> **Exercise details**
Copy the result of filtering the entries below for lines that include the string "building".

> **Photo-based referring expression data**
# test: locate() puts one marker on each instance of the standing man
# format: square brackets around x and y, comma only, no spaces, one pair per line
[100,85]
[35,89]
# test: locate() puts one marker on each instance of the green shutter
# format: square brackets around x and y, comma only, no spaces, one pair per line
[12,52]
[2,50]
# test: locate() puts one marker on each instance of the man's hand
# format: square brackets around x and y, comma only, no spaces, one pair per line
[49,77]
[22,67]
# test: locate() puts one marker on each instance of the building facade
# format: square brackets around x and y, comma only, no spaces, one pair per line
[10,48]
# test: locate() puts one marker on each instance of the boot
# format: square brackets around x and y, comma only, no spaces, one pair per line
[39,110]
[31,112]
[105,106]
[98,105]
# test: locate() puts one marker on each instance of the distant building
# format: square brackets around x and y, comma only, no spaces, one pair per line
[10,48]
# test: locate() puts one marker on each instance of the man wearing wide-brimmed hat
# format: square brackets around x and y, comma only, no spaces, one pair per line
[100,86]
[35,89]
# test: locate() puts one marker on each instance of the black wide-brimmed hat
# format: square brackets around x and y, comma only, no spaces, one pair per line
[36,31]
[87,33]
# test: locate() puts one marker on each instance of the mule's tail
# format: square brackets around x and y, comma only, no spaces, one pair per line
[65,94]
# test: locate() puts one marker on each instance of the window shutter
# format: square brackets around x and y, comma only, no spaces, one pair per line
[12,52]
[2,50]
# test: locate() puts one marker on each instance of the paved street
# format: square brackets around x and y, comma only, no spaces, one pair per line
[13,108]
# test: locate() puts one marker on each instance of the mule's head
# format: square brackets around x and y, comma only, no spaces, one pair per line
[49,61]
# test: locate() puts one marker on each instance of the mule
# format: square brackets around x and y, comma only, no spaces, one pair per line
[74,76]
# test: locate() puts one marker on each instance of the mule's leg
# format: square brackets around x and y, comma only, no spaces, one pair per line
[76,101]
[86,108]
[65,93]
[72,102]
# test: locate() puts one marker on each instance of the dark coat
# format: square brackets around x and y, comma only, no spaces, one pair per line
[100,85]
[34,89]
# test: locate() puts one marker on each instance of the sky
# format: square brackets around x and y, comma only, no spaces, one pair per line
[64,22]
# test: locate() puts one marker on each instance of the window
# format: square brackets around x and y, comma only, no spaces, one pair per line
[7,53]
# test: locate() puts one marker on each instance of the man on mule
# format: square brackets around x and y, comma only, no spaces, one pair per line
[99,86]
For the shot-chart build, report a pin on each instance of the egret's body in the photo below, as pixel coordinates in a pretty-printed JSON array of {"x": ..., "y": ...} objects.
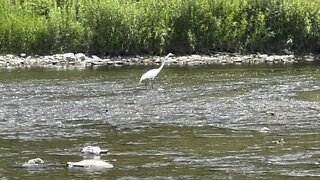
[{"x": 151, "y": 74}]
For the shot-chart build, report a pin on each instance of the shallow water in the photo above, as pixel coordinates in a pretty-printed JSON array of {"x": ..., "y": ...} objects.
[{"x": 197, "y": 123}]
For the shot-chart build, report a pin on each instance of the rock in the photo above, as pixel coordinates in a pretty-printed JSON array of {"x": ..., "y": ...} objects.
[
  {"x": 34, "y": 162},
  {"x": 264, "y": 130},
  {"x": 69, "y": 56},
  {"x": 80, "y": 56},
  {"x": 90, "y": 164},
  {"x": 95, "y": 58},
  {"x": 23, "y": 55},
  {"x": 94, "y": 150}
]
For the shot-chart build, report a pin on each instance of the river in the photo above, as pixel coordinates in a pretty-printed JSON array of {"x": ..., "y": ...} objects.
[{"x": 196, "y": 123}]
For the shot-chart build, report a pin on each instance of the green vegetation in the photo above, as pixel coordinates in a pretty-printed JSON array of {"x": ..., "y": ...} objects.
[{"x": 113, "y": 27}]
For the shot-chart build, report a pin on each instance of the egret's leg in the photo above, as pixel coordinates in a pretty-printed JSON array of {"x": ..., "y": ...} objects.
[{"x": 146, "y": 84}]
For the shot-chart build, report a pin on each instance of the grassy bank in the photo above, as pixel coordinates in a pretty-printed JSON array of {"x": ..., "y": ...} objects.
[{"x": 113, "y": 27}]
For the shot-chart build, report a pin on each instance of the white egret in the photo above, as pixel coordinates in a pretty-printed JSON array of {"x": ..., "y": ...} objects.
[{"x": 151, "y": 74}]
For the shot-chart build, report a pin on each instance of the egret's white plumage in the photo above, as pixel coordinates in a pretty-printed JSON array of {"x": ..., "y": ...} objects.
[{"x": 151, "y": 74}]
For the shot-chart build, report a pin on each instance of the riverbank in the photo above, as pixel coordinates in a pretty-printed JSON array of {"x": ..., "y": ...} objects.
[
  {"x": 117, "y": 27},
  {"x": 82, "y": 61}
]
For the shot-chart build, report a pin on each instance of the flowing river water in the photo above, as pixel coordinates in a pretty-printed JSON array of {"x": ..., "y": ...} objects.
[{"x": 196, "y": 123}]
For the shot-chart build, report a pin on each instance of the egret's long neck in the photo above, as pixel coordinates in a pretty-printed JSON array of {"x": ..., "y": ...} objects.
[{"x": 162, "y": 64}]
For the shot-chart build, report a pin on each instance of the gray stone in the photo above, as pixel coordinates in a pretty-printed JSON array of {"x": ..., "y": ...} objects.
[{"x": 80, "y": 56}]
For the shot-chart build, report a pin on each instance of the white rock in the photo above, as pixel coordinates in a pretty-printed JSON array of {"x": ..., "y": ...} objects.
[
  {"x": 96, "y": 58},
  {"x": 69, "y": 56},
  {"x": 265, "y": 130},
  {"x": 94, "y": 150},
  {"x": 80, "y": 56},
  {"x": 34, "y": 162},
  {"x": 90, "y": 164}
]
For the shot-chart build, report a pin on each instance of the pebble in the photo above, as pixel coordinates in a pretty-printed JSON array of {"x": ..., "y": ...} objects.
[
  {"x": 34, "y": 163},
  {"x": 80, "y": 60},
  {"x": 90, "y": 164},
  {"x": 265, "y": 130},
  {"x": 94, "y": 150}
]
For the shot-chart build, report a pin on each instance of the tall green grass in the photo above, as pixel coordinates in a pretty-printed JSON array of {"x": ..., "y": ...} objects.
[{"x": 117, "y": 27}]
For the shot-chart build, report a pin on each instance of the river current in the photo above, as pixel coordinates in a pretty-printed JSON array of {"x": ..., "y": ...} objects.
[{"x": 196, "y": 123}]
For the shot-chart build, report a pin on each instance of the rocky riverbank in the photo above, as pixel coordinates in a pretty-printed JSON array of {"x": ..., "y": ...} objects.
[{"x": 82, "y": 61}]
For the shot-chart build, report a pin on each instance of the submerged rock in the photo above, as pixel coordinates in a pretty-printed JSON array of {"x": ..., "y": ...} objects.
[
  {"x": 33, "y": 163},
  {"x": 94, "y": 150},
  {"x": 90, "y": 164},
  {"x": 265, "y": 130}
]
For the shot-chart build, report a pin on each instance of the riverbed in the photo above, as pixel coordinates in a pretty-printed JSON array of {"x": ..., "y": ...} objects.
[{"x": 199, "y": 122}]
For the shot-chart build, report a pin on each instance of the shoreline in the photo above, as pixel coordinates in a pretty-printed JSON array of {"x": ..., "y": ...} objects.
[{"x": 82, "y": 61}]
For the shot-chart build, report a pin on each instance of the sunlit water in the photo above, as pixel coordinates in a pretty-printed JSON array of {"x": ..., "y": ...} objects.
[{"x": 197, "y": 123}]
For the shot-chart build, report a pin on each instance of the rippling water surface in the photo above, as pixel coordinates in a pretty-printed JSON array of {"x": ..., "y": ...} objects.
[{"x": 197, "y": 123}]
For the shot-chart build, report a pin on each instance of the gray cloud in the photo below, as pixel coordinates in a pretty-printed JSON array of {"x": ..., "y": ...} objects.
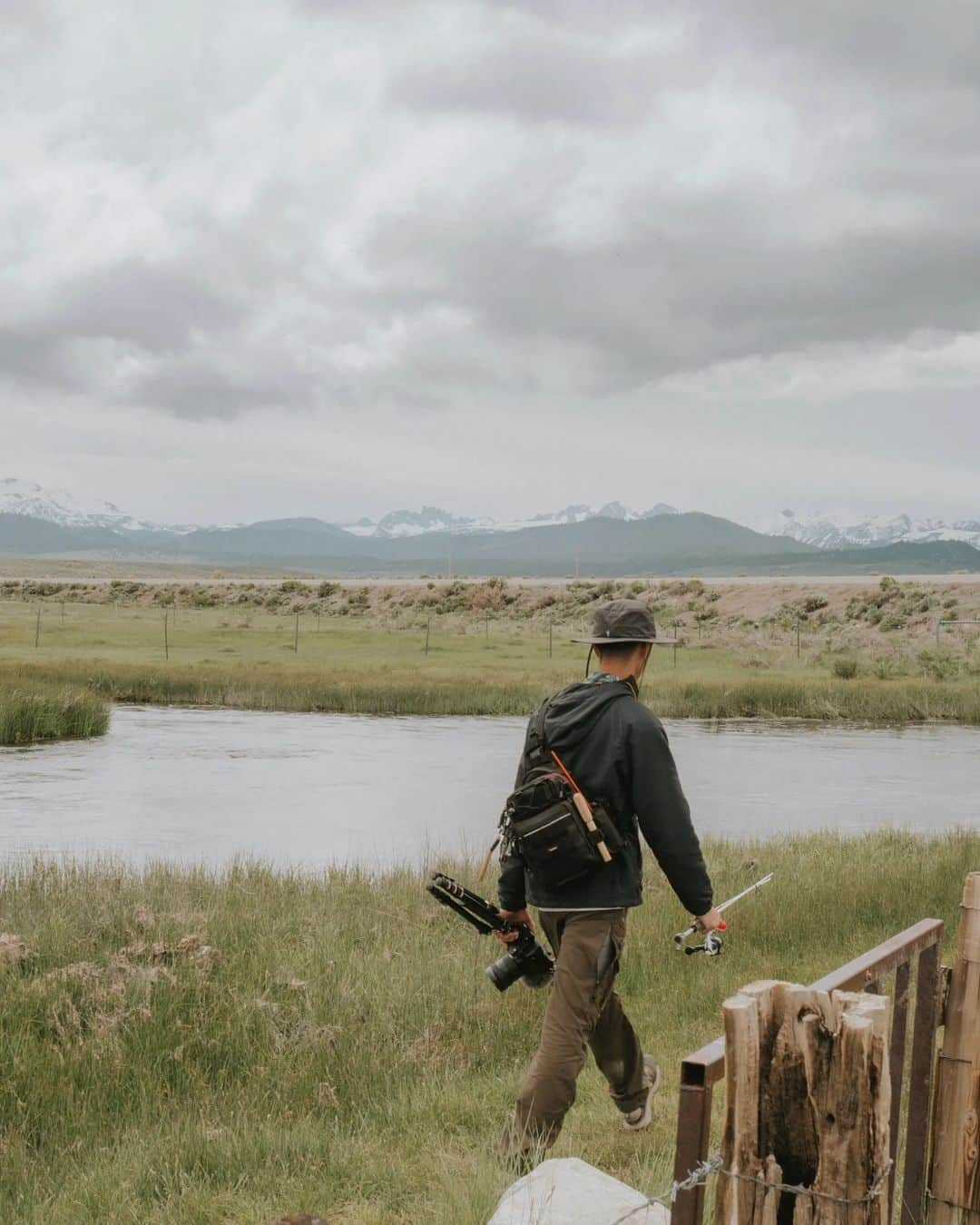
[{"x": 462, "y": 209}]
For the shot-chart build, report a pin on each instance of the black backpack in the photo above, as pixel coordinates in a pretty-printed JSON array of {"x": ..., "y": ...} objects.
[{"x": 546, "y": 821}]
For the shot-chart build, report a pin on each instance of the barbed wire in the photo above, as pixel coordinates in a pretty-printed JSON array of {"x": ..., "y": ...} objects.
[
  {"x": 700, "y": 1175},
  {"x": 949, "y": 1203}
]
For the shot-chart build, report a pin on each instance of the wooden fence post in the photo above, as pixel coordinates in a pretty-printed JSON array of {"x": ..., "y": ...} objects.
[
  {"x": 953, "y": 1196},
  {"x": 808, "y": 1105}
]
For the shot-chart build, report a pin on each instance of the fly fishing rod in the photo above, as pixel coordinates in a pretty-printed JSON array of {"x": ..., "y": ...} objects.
[{"x": 712, "y": 945}]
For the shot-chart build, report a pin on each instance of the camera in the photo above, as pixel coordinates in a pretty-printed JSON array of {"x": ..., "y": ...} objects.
[{"x": 524, "y": 957}]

> **Answer section**
# test: locate() puts one marker on each instance of the building facade
# test: locate() puts one marker on each instance of the distant building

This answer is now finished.